TEXTO EXTRAÍDO:
* * * * * * * * *
Estudo canadense contradiz a crença popular de que quem come carne é mais forte. Bruna Genaro
Que a dieta vegetariana faz bem à saúde todo mundo sabe. Agora, que a alimentação livre de derivados animais traz maior desempenho físico, pode ser uma novidade para você. É isso que mostra um estudo da Universidade de Quebec, no Canadá. Aliás, o estudo vem para desmistificar a ideia de que quem come carne seja mais forte ou resistente. A pesquisa prova exatamente o contrário.
O estudo intitulado “Uma dieta vegana prejudica a resistência e a força muscular?”, publicado em abril deste ano no European Journal of Clinical Nutrition, constatou que mulheres vegetarianas estritas há mais de dois anos apresentam melhor desempenho físico e resistência em atividades aeróbicas do que mulheres que comeram carne a vida toda.
“Na verdade, mulheres que adotam uma alimentação vegetariana estão tirando sua energia vital da fonte primária repleta de substâncias antioxidantes e cheias de propriedades nutricionais verdadeiras, enquanto as onívoras obtêm essa substância secundariamente, de fontes que já não contam com tanto potencial ativo. A carne por ser um ‘alimento’ estimulante, cansa o organismo, causando assim doenças e estresse metabólico por ser um elemento altamente inflamatório”, destaca Cleonice Pereira, nutricionista vegetariana.
O estudo avaliou 56 mulheres saudáveis, jovens, magras e fisicamente ativas. Por dois anos essas mulheres foram analisadas. Metade do grupo seguiu uma dieta sem nenhum derivado animal (vegetariana estrita) e a outra metade a dieta onívora, em que comiam carne pelo menos três vezes por semana.
“Um exemplo seria uma mulher que precisa consumir 1.500 kcal por dia. Se ela come uma porção de carne e duas de laticínios, já consumiu 500 kcal de alimentos de baixo teor antioxidante. Sendo assim, ela está comprometendo um terço da dieta dela com alimentos de baixo teor antioxidante. Isso significa bastante, principalmente para quem é atleta. Se esses alimentos fossem substituídos por vegetais, ela aumentaria de forma substancial a quantidade de antioxidantes. Alimentos antioxidantes têm efeito na prevenção de várias doenças (cardiovasculares, diabetes, vários tipos de câncer), além de serem muito bons frente ao estresse que a atividade física causa no corpo”, diz o médico nutrólogo, mestre e doutor pela Unifesp Eric Slywitch.
* * * * * * * * *
EXERCÍCIO:
De acordo com o texto sobre dieta vegetariana e desempenho físico, quantas mulheres o estudo da Universidade de Quebec avaliou?

(Itens do conjunto de dados)
* * * * * * * * *
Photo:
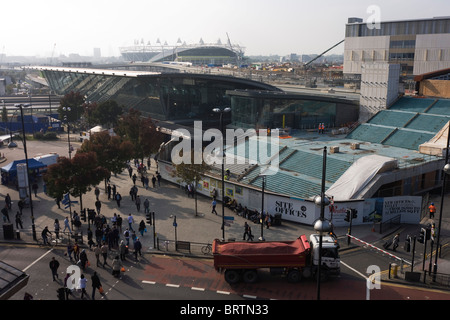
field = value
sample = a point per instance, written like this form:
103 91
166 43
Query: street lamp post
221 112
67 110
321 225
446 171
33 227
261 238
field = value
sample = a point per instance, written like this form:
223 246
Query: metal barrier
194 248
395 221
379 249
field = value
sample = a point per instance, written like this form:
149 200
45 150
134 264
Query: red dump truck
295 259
* * * * * * * * *
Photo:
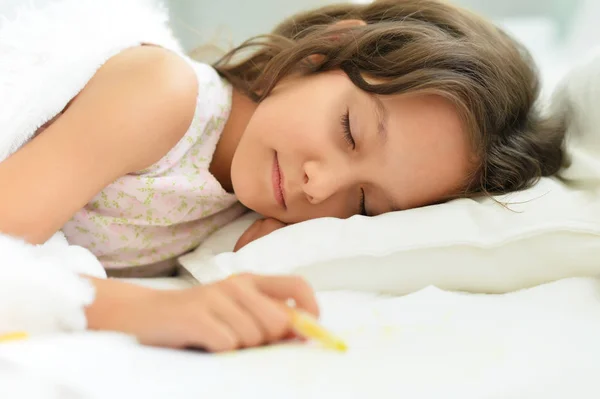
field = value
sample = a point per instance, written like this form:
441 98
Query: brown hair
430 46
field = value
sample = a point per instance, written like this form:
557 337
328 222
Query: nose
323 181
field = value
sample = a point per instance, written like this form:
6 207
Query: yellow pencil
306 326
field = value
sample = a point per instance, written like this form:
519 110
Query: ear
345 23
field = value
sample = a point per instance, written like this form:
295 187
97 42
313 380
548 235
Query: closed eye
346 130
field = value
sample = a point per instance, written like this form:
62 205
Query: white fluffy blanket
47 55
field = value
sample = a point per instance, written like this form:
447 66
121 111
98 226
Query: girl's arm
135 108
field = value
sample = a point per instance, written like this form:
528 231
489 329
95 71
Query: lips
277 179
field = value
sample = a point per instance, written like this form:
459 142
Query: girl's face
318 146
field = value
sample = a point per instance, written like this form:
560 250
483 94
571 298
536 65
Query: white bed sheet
* * * * * * * * *
RESPOSTA:
56 mulheres saudáveis, jovens, magras e fisicamente ativas.